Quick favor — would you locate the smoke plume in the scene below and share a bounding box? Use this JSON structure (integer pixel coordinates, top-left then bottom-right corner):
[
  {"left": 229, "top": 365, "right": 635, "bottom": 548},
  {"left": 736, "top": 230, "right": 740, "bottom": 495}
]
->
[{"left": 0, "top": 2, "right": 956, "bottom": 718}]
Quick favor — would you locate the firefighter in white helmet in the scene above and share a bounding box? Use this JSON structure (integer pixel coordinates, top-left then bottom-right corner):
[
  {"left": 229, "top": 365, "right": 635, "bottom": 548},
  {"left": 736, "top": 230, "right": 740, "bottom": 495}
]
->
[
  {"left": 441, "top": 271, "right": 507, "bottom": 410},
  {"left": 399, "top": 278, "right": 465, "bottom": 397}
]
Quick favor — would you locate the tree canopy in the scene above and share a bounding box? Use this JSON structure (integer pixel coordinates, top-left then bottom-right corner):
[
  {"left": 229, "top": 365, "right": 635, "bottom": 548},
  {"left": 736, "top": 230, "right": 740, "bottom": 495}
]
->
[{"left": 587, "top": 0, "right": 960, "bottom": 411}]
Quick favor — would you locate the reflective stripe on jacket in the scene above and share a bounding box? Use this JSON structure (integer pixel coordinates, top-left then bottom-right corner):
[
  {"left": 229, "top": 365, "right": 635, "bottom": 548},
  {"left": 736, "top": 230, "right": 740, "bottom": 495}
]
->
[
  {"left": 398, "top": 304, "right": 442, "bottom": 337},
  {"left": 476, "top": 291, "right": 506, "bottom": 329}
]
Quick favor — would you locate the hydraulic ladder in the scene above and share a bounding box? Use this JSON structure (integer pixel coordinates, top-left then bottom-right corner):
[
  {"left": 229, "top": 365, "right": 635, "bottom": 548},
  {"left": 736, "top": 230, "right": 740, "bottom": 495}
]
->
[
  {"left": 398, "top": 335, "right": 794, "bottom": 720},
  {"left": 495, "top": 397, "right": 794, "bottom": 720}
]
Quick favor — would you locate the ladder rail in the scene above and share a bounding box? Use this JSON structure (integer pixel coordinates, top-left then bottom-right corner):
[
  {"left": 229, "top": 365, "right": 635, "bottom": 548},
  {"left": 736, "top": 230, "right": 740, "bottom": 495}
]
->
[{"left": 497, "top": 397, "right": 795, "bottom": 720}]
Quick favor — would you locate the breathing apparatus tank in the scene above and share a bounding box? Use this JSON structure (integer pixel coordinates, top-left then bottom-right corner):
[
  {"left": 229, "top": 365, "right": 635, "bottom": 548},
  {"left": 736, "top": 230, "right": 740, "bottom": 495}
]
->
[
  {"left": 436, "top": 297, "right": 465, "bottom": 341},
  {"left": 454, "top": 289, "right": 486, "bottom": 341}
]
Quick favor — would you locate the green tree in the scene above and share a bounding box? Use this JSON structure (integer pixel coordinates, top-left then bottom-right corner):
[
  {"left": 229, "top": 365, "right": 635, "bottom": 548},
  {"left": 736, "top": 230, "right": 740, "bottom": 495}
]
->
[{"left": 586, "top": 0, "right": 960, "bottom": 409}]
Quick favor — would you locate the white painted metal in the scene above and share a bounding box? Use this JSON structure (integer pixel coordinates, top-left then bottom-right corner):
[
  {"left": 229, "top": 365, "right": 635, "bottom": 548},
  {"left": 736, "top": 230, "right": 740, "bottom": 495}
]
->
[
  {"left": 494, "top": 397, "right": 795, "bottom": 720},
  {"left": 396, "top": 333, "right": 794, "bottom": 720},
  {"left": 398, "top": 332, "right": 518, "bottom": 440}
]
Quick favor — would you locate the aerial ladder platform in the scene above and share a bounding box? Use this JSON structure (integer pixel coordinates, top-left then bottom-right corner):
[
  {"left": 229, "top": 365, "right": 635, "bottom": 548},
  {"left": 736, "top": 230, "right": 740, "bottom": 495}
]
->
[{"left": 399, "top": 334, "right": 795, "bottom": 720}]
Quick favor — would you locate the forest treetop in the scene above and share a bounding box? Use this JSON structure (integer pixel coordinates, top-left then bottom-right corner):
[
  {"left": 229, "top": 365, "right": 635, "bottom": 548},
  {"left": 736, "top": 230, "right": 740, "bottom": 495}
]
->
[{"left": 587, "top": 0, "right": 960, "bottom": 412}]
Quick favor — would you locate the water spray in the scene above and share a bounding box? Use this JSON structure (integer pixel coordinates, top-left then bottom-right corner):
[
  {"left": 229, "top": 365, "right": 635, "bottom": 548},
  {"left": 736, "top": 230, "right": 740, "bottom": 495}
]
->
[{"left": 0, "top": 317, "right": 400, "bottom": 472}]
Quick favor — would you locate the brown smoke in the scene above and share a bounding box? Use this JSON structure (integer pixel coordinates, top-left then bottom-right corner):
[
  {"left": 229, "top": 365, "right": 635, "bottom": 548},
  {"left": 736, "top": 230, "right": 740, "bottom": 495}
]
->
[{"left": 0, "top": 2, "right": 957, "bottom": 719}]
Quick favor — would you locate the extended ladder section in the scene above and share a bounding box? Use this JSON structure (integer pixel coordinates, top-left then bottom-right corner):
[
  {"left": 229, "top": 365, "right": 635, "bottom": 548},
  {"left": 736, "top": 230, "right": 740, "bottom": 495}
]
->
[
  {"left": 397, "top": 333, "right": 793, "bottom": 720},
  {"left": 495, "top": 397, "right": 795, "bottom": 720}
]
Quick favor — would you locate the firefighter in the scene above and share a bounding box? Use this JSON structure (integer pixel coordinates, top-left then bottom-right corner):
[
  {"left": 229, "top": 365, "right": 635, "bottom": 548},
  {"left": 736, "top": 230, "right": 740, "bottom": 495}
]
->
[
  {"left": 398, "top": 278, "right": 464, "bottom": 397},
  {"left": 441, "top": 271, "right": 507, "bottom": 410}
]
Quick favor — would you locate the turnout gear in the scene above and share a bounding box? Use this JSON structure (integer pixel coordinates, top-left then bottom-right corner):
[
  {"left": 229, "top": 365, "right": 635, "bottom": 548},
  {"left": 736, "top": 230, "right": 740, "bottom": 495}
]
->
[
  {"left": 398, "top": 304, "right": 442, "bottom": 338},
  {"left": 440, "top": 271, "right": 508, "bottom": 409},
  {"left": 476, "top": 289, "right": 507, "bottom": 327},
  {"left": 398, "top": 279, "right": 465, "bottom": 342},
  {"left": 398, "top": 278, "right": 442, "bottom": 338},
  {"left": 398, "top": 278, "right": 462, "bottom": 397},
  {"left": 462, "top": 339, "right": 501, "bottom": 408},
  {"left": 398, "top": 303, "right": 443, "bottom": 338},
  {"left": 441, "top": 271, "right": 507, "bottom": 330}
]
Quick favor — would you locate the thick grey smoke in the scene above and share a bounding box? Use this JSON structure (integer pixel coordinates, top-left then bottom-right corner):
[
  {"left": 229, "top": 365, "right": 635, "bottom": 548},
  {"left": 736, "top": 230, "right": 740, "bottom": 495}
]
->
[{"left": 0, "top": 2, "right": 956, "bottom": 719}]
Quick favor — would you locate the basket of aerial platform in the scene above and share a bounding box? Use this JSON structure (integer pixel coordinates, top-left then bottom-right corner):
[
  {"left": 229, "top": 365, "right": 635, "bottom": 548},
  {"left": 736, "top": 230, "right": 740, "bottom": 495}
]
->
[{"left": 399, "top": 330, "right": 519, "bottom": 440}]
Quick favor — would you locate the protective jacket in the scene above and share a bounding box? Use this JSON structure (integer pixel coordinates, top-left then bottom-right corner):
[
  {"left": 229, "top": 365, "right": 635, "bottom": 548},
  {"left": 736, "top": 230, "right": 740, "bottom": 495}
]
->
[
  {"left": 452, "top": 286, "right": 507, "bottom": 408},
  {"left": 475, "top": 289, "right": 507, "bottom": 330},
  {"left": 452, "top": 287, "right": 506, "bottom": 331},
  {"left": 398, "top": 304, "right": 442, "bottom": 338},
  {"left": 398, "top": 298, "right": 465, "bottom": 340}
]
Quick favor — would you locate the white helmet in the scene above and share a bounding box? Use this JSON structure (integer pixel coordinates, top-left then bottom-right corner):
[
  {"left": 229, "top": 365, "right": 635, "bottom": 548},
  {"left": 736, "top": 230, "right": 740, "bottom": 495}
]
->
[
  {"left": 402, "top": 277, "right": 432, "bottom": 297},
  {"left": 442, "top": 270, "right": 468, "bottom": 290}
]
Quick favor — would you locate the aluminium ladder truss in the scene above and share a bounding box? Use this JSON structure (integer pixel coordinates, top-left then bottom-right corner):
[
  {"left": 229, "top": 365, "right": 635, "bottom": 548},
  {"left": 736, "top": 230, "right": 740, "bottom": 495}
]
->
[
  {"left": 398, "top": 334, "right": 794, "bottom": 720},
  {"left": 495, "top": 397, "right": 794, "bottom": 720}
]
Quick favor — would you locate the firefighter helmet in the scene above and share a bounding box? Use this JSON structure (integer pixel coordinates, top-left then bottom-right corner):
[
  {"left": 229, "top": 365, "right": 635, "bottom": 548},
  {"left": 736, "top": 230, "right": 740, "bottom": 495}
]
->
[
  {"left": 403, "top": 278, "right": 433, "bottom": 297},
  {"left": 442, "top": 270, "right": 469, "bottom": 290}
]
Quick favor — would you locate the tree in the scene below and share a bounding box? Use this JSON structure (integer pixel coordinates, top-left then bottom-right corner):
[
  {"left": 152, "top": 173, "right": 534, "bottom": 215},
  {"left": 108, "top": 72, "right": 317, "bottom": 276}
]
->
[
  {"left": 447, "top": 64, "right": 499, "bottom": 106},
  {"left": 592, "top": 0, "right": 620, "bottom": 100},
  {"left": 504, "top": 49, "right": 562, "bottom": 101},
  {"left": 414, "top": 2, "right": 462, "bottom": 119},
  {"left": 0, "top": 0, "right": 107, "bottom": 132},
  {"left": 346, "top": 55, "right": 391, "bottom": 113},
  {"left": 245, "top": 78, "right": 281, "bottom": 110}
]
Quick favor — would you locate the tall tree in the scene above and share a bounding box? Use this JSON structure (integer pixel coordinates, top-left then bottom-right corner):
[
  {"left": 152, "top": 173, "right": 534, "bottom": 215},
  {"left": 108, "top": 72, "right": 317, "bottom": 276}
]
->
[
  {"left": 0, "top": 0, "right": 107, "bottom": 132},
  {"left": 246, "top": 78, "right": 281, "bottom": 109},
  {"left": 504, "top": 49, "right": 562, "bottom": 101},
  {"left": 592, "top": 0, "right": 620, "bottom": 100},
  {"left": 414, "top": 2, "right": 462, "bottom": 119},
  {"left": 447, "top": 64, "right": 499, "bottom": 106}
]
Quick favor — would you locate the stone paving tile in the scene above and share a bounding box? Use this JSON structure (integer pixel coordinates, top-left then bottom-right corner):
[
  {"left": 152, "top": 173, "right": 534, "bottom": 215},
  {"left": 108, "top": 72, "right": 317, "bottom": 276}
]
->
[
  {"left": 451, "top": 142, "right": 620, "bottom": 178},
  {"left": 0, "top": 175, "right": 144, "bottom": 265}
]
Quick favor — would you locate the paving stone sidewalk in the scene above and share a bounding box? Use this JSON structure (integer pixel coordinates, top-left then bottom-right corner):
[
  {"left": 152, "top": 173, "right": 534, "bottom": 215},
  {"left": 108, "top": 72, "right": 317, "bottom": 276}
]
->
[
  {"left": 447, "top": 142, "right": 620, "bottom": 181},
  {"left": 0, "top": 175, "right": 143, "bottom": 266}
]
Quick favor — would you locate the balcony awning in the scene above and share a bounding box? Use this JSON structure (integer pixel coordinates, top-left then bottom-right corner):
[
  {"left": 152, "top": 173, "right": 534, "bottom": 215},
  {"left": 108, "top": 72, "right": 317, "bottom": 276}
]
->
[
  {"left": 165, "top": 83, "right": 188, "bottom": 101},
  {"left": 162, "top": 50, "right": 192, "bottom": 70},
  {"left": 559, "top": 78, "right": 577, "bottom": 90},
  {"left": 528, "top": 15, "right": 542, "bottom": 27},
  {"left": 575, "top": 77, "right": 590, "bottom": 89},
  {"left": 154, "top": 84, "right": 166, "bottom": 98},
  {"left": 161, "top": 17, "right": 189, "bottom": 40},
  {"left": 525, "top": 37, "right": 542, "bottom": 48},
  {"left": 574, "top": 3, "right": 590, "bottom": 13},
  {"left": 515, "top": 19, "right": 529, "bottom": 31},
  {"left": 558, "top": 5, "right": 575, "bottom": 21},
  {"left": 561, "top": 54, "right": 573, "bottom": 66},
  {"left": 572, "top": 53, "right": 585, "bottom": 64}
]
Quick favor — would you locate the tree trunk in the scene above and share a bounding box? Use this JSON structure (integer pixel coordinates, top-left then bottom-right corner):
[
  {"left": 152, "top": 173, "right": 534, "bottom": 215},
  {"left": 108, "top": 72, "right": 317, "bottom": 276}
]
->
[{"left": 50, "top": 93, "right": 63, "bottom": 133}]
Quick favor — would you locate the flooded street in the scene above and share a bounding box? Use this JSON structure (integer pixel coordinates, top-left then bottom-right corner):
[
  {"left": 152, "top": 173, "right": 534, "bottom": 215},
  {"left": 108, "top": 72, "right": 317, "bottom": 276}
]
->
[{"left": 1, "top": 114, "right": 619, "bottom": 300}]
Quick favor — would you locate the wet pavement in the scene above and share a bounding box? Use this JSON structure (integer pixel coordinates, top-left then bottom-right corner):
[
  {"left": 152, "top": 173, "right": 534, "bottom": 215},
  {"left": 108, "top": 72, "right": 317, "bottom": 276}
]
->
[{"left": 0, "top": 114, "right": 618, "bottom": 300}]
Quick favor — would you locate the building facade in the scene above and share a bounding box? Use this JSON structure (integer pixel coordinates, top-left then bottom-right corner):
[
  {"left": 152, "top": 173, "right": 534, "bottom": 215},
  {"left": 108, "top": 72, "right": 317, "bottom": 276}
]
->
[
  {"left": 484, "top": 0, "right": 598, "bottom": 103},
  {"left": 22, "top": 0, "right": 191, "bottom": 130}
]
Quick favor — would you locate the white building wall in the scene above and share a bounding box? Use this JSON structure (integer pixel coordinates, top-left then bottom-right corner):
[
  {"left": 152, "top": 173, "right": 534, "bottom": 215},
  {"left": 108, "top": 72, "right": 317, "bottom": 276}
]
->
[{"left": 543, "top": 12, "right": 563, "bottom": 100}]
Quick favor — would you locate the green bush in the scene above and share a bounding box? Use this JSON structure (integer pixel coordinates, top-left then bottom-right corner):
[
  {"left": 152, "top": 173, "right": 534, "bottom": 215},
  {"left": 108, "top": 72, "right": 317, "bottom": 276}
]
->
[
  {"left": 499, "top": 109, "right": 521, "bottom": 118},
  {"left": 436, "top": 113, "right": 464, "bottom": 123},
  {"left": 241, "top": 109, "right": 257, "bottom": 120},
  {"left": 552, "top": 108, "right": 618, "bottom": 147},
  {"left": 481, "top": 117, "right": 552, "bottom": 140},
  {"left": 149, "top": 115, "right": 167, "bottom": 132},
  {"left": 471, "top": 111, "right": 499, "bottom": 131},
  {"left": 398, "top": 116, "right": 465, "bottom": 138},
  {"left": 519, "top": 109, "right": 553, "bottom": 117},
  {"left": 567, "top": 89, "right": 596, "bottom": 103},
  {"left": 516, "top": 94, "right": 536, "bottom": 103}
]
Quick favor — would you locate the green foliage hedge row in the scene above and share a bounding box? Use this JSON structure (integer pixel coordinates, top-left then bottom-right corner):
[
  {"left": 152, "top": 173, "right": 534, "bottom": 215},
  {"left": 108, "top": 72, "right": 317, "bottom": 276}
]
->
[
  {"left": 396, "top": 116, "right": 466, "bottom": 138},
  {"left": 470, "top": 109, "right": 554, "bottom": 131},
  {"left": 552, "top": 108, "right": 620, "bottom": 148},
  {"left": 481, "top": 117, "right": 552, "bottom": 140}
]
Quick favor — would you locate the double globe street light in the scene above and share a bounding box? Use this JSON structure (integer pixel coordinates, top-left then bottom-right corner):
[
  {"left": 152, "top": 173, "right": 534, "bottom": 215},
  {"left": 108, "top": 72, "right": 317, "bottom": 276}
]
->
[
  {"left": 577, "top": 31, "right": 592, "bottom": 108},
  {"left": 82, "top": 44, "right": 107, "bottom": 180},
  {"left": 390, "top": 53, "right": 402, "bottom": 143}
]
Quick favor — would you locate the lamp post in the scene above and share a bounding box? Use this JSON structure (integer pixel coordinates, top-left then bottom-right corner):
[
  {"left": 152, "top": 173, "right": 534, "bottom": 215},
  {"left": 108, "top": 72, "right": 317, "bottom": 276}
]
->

-------

- EXERCISE DIRECTIONS: Quote exactly and only the lines from the one holding "Quick favor — would you locate the lamp" through the end of the data.

- RESULT FOR THIS TASK:
Quick favor — would you locate the lamp post in the scene above and share a bounding box? Use this JSON structure (integer pixel coordinates, top-left then bottom-right corner):
[
  {"left": 152, "top": 173, "right": 534, "bottom": 215},
  {"left": 108, "top": 72, "right": 317, "bottom": 276}
]
->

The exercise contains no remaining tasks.